1. EREV ROSH HASHANA
The day before Rosh HaShanah is marked by several distinct observances.
[1.1]It is a prevalent practice to fast until chatzos (midday at about 1:00 pm Edt) to recall the awesome character of Rosh HaShana as a Yom haDin, the Day of Judgement.
[1.2]S'lichos are exceedingly lengthy, taking on the average at least 90 minutes to complete. This S'lichos service, known as Z'chor Bris, (Remember the covenant) has as its central theme the Akaydah, the binding of Isaac, and the covenantal relationship was formed between G-d and Abraham as the finale to that tribulation in the lives of our finding fathers.
[1.3]Hattarat N'darim (annulment of vows) is usually performed after Shacharis or, if circumstances do not permit, during the days between Rosh haShanah and Yom Kippur. Hatarat N'darim need not be left until Erev Rosh haShana and may be done throughout Elul.
Resolutions, promises made to one self, verbal decisions involving a definite course of action are considered to be serious matters according to the Torah, as is written: "Whatever you may say, observe and do..." (D'varim 23:24). A mere utterance has the weight of a vow unless it is qualified by a definitive disclaimer, b'li neder, which would demonstrate by some repeated action three or more times has the binding effect of an oath or vow.
Realizing that resolutions made to one's self can often be neglected, Halacha allowed for an elaborate system of hattarah, annulment or absolution. The procedure rests upon the view that any resolution not carried out could not have truly been a serious one when originally made.
Accordingly, "the procedure of annulment is performed in front of three men sitting as a Beis Din (rabbinic court), and, standing before them, a person recites the formula printed in most Siddurim. The Beis Din replies three times: "These vows are annulled, you are pardoned, you are absolved..." Surely, this procedure was never intended to be effective with vows and resolutions a person makes between oneself and other people." (Siddur Derech HaChayim)
Specific resolutions or vows in need of annulment and of which a person is aware, must be clearly stated and specified. Rabbinic guidance should be sought in such cases.
One may say Hattarat N'darim in any language he/she understands. English translations and, where necessary abridged forms of the text are now readily available in print.

- - -

Answer these questions from the Erev Rosh HaShanah text.
(a) Until what point in the day is it a prevalent practice to fast?
(b) On average, at least how long do the S'lichos take to complete?
(c) How many times does the Beis Din reply during the annulment procedure?

Data shown:
- - -

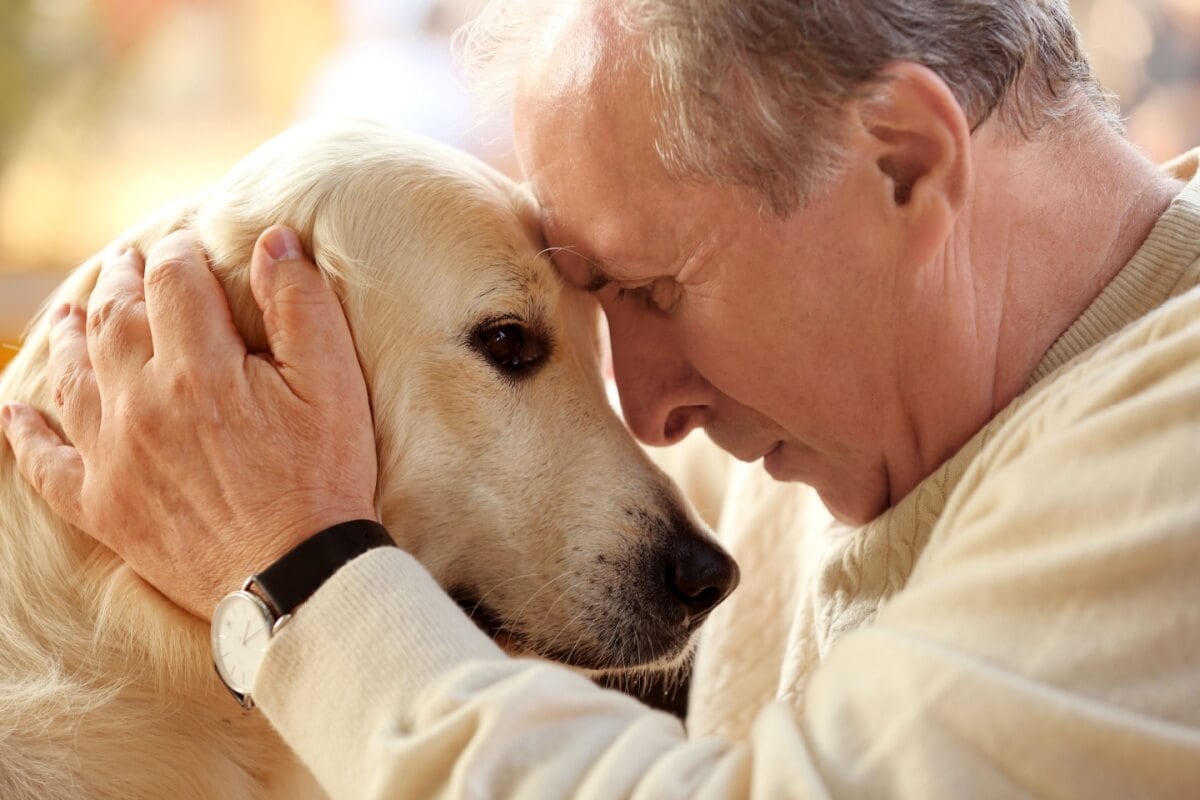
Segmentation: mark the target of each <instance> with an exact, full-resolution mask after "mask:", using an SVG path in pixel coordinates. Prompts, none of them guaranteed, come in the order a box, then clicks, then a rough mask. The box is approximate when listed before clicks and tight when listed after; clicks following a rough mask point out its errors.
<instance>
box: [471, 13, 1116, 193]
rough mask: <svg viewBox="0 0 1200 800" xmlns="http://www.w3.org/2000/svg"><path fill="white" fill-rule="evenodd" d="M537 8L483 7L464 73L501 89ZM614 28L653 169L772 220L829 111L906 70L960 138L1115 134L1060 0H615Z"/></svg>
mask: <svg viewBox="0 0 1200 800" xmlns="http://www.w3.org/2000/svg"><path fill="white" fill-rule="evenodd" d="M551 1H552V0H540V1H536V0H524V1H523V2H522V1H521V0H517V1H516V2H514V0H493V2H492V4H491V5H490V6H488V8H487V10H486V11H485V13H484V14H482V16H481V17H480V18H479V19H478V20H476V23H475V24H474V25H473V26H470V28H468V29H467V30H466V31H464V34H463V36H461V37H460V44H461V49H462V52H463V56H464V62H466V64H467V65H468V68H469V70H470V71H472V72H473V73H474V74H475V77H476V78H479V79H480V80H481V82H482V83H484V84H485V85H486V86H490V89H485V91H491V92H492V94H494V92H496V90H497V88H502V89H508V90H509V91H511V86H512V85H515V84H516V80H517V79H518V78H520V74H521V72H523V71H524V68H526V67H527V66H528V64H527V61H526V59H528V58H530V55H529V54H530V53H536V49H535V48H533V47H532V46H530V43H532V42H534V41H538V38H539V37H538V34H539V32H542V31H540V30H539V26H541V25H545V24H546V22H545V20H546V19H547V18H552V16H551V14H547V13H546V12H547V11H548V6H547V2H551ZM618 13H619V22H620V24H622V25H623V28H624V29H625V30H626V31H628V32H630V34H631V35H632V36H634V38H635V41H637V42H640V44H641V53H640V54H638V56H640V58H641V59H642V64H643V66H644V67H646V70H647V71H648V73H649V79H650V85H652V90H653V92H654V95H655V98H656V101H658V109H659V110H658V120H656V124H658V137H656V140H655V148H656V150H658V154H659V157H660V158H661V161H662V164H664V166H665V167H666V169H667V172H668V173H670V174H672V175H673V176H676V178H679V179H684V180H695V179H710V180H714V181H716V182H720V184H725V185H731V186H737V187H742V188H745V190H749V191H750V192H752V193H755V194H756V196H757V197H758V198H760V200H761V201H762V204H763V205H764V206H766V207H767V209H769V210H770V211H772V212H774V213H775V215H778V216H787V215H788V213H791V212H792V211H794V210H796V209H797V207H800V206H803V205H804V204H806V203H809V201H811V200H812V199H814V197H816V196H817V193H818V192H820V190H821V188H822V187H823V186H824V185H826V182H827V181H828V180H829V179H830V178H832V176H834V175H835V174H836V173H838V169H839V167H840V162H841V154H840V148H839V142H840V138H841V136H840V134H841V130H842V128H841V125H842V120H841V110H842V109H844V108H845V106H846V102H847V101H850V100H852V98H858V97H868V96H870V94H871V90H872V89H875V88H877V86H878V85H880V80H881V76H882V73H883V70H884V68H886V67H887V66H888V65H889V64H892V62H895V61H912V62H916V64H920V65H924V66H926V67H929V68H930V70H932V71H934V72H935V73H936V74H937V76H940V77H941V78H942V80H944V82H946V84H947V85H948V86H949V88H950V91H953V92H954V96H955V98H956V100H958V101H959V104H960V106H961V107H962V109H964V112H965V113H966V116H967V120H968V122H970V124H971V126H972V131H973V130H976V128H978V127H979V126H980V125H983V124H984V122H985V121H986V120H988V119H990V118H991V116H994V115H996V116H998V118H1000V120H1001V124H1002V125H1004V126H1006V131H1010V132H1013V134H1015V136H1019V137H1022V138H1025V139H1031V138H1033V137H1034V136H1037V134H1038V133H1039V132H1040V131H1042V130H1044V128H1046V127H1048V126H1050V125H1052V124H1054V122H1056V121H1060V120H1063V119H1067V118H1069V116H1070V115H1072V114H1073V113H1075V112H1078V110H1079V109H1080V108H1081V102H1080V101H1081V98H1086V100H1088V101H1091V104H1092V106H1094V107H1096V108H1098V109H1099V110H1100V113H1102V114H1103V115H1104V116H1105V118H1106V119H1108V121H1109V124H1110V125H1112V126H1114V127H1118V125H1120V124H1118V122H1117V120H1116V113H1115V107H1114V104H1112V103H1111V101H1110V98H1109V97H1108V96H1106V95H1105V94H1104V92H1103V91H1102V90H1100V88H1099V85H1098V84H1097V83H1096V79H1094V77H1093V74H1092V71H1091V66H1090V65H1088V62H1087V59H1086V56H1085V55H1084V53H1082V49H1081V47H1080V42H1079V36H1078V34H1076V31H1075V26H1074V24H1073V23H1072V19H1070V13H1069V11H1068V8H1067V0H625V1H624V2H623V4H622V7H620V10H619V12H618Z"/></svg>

- - -

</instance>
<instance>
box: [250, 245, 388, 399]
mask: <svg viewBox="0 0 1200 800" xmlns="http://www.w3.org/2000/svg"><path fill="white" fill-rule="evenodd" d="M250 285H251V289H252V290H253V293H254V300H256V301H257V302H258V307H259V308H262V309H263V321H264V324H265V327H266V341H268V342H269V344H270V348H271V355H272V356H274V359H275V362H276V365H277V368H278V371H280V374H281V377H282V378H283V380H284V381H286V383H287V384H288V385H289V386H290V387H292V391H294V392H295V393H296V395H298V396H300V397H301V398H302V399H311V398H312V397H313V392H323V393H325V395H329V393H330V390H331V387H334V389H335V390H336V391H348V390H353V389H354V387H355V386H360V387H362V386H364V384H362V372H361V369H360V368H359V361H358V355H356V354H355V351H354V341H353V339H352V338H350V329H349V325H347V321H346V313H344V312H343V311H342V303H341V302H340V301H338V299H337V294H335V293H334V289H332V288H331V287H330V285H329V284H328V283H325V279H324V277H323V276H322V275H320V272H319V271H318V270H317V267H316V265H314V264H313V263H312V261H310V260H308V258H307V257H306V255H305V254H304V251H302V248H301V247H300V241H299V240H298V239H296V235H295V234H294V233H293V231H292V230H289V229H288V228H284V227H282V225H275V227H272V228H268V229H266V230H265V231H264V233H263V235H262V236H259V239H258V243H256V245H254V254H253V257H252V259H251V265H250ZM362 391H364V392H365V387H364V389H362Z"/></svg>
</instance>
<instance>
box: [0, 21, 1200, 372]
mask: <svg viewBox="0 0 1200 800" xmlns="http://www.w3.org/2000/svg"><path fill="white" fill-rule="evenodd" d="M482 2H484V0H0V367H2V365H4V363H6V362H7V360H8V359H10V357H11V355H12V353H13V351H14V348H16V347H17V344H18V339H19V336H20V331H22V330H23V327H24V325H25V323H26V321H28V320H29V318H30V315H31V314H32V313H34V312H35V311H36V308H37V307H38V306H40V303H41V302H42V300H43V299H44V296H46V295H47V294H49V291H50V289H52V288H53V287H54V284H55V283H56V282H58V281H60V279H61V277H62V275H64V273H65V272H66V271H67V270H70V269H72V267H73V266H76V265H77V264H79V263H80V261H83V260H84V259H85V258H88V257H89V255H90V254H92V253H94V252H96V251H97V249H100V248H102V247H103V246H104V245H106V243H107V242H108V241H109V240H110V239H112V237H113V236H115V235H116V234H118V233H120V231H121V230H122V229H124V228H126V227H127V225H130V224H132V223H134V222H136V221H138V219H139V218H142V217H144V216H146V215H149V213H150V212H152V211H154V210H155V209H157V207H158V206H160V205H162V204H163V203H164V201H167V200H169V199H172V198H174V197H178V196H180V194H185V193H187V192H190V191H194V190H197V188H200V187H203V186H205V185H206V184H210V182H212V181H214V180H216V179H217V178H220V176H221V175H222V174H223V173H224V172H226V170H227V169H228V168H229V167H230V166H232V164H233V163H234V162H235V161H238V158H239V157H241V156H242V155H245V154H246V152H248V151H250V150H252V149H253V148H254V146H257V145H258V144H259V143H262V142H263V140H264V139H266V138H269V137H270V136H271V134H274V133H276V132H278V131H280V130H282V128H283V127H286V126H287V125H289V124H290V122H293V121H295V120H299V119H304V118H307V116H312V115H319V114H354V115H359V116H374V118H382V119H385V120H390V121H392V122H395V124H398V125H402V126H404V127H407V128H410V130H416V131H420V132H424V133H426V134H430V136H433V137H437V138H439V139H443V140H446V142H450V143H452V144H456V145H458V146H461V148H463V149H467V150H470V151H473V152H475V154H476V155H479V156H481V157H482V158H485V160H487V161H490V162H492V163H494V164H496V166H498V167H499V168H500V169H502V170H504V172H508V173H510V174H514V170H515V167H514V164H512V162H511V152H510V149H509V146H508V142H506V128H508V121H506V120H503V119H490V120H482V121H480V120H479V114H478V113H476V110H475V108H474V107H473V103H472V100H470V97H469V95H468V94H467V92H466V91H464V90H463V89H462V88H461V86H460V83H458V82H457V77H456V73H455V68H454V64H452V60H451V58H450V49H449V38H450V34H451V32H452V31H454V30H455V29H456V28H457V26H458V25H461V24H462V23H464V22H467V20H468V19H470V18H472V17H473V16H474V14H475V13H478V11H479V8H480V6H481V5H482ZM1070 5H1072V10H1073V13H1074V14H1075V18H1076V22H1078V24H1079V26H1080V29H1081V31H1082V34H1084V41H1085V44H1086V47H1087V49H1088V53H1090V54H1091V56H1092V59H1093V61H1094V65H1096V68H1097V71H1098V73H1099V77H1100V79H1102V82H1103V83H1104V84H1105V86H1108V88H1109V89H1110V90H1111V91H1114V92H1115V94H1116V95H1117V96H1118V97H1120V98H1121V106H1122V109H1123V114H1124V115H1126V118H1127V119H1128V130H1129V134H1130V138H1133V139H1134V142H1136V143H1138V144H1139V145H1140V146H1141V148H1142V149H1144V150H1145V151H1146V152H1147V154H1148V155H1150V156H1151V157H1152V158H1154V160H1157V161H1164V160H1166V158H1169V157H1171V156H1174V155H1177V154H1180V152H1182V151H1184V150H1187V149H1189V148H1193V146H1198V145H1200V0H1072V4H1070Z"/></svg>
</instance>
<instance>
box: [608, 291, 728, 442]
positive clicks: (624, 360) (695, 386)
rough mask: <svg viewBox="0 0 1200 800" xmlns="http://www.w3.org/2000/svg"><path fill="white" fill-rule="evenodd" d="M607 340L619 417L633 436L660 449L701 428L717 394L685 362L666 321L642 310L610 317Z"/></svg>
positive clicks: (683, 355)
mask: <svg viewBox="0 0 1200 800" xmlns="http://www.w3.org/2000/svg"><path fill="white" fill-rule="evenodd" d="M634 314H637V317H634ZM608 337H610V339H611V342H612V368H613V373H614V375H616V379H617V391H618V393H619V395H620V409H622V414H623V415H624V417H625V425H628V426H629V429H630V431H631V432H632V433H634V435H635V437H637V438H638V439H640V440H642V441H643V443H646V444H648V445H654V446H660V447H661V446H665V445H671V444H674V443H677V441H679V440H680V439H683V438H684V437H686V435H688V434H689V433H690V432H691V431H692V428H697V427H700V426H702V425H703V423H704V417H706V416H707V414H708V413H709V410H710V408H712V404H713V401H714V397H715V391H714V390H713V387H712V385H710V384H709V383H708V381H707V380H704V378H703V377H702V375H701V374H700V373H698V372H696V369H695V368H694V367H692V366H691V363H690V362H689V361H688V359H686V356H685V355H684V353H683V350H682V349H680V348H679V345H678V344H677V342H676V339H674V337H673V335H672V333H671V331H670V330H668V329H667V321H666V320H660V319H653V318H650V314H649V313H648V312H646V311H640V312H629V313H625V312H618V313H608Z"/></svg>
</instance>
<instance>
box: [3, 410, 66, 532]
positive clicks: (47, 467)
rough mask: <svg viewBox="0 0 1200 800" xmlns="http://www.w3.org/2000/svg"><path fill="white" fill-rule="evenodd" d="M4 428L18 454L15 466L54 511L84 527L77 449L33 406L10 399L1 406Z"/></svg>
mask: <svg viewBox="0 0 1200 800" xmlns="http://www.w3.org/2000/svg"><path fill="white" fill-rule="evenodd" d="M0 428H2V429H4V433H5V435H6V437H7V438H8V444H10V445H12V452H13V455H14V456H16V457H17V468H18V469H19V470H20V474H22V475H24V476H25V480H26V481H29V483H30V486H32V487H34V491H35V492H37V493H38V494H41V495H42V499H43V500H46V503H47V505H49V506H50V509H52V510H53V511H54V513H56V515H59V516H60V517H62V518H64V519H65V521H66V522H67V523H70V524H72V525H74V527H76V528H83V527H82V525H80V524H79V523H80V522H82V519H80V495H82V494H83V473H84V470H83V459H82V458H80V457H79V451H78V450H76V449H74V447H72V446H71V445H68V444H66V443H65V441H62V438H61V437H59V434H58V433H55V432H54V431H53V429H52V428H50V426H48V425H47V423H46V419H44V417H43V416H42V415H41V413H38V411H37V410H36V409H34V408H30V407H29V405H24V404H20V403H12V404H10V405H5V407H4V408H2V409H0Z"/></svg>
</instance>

- - -

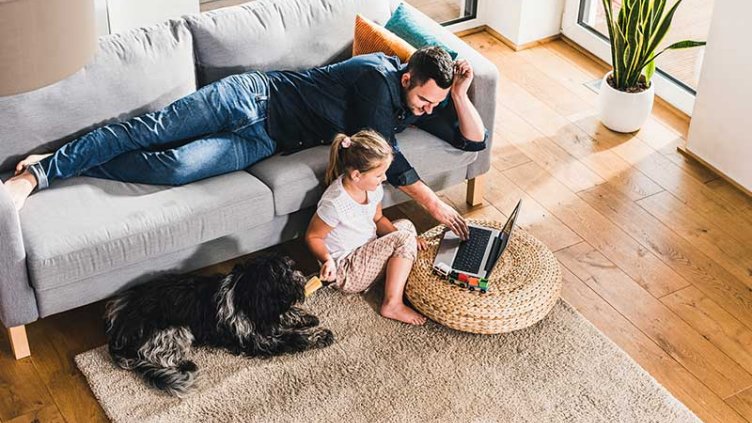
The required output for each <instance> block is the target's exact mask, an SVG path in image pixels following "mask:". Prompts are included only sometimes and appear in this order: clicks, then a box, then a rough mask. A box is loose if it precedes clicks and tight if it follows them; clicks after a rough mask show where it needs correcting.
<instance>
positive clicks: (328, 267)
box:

- - -

Exercise output:
(a) Until chatzos, midday, at about 1:00 pm EDT.
(b) At least 90 minutes.
(c) Three times.